** Opening Material for this exercise block **

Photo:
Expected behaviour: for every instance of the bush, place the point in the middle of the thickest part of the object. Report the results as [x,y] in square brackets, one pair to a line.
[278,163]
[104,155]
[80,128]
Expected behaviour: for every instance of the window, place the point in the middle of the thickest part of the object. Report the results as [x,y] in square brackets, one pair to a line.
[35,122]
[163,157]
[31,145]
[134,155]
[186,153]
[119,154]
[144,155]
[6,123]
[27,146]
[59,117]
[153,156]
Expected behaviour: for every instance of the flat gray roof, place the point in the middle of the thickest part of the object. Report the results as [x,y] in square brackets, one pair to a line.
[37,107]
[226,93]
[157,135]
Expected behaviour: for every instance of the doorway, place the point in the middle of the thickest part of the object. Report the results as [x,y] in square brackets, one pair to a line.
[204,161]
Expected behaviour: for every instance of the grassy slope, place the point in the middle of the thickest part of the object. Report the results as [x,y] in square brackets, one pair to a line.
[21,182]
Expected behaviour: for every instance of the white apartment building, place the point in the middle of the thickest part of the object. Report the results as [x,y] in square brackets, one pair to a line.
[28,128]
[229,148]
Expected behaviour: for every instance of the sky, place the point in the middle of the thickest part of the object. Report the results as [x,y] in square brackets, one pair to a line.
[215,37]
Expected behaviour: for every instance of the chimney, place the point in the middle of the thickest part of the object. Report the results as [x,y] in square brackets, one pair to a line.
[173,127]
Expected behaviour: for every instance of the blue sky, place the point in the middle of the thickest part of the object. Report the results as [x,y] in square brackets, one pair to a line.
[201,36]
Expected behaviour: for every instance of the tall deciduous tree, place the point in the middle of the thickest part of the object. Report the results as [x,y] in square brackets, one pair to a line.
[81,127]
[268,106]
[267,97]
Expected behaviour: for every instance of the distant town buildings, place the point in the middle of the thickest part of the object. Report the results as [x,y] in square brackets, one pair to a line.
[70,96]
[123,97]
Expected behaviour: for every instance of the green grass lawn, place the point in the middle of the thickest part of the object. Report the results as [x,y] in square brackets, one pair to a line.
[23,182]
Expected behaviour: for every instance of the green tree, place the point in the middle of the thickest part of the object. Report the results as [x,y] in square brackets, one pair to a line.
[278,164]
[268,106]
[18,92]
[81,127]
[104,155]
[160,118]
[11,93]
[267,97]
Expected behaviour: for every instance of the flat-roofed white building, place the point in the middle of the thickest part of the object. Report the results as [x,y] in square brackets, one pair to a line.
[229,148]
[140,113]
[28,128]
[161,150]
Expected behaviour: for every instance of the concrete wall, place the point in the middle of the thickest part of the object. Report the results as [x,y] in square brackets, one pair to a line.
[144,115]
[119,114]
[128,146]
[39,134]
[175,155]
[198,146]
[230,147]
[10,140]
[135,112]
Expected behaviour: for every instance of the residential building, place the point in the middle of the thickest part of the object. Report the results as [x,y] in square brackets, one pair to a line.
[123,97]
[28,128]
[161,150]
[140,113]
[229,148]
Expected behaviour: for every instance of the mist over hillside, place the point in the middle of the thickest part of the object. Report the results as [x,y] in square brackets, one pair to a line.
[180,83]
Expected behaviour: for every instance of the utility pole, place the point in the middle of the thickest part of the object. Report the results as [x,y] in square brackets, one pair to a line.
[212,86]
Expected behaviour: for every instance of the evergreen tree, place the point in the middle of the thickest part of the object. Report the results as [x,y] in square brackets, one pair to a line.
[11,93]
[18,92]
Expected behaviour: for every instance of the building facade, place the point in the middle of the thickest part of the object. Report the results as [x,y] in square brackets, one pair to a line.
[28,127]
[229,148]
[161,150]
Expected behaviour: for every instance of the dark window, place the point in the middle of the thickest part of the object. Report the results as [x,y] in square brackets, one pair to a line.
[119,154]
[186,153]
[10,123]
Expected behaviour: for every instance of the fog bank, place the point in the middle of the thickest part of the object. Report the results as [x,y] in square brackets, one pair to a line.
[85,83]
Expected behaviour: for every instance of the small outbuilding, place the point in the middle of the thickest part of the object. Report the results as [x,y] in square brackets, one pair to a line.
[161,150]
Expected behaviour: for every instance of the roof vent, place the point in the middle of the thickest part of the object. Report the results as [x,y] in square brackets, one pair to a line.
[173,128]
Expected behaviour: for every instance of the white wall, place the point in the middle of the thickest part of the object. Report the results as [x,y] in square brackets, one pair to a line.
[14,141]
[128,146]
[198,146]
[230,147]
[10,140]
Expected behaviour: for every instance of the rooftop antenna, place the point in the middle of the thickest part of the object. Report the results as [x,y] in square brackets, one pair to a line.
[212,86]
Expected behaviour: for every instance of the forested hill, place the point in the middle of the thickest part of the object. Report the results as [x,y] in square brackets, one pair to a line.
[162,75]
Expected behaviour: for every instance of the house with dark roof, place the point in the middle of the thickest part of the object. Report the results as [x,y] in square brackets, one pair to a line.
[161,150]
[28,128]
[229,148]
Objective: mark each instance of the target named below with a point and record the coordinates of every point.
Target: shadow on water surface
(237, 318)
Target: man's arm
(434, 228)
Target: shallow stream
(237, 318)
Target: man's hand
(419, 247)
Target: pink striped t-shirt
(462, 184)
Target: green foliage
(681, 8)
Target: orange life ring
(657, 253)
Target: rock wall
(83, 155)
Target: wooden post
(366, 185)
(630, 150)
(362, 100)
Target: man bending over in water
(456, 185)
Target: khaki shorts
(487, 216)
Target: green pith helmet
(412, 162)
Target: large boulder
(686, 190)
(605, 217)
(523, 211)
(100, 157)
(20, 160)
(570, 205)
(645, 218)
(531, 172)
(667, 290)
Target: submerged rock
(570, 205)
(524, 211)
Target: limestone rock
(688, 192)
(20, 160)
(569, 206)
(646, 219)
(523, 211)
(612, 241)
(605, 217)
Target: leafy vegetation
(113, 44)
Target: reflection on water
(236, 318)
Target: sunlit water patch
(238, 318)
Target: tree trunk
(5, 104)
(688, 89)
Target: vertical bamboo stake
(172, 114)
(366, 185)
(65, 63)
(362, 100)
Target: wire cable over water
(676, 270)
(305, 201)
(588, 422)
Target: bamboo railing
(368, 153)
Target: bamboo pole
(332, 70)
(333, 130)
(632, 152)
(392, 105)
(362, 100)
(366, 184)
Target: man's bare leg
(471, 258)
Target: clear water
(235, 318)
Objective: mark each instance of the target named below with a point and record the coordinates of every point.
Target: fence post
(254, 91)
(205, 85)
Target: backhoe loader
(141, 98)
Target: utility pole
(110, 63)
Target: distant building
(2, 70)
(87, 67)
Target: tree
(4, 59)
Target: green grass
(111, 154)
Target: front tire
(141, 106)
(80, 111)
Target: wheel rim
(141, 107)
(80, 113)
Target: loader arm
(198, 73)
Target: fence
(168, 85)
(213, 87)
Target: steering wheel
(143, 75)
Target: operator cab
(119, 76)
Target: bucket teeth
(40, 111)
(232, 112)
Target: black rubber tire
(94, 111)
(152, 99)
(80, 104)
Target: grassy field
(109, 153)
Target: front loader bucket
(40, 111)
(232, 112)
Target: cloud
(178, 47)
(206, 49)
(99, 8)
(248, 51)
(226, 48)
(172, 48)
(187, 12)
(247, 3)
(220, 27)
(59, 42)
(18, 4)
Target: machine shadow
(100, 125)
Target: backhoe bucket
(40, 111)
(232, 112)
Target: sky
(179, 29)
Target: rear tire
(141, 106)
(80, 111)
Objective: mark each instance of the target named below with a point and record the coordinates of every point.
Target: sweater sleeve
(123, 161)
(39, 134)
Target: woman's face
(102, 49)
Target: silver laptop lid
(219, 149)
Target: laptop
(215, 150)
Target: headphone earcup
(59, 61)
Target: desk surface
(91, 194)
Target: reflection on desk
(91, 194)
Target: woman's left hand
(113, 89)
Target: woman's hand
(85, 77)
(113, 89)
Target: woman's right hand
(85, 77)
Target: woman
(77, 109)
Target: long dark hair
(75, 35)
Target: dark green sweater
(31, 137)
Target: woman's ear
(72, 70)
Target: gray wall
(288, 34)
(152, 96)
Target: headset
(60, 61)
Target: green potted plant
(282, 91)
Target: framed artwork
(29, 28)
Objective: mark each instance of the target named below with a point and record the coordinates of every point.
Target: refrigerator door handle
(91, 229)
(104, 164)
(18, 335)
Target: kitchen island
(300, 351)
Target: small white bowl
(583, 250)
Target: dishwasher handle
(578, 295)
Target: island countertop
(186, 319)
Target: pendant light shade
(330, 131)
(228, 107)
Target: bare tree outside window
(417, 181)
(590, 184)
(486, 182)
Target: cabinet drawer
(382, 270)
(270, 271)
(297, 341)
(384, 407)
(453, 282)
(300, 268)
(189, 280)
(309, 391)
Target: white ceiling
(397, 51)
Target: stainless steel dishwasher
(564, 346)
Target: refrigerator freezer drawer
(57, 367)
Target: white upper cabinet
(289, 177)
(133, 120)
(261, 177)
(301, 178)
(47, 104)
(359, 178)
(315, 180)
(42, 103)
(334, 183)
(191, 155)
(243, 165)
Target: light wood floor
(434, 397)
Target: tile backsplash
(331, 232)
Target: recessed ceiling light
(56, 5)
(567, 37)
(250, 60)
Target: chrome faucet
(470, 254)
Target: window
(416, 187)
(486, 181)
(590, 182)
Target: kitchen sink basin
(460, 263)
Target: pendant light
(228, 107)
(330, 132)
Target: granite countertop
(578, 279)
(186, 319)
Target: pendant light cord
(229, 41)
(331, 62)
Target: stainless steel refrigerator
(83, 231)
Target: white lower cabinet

** Closing Material for this exercise block **

Task prompt:
Write down exactly the line with "Target: stainless steel dishwasher", then each line after it through the end of the data.

Finished task:
Target: stainless steel dishwasher
(564, 346)
Target: refrigerator freezer drawer
(57, 367)
Target: white upper cabinet
(289, 177)
(133, 120)
(261, 177)
(301, 178)
(47, 104)
(359, 178)
(315, 180)
(42, 103)
(334, 183)
(191, 155)
(243, 165)
Target: light wood floor
(434, 397)
Target: tile backsplash
(331, 232)
Target: recessed ceiling light
(56, 5)
(567, 37)
(250, 60)
Target: chrome faucet
(470, 254)
Target: window
(416, 187)
(486, 181)
(590, 182)
Target: kitchen sink basin
(460, 263)
Target: pendant light
(228, 107)
(330, 132)
Target: granite countertop
(578, 279)
(186, 319)
Target: pendant light cord
(229, 41)
(331, 62)
Target: stainless steel refrigerator
(83, 231)
Target: white lower cabinet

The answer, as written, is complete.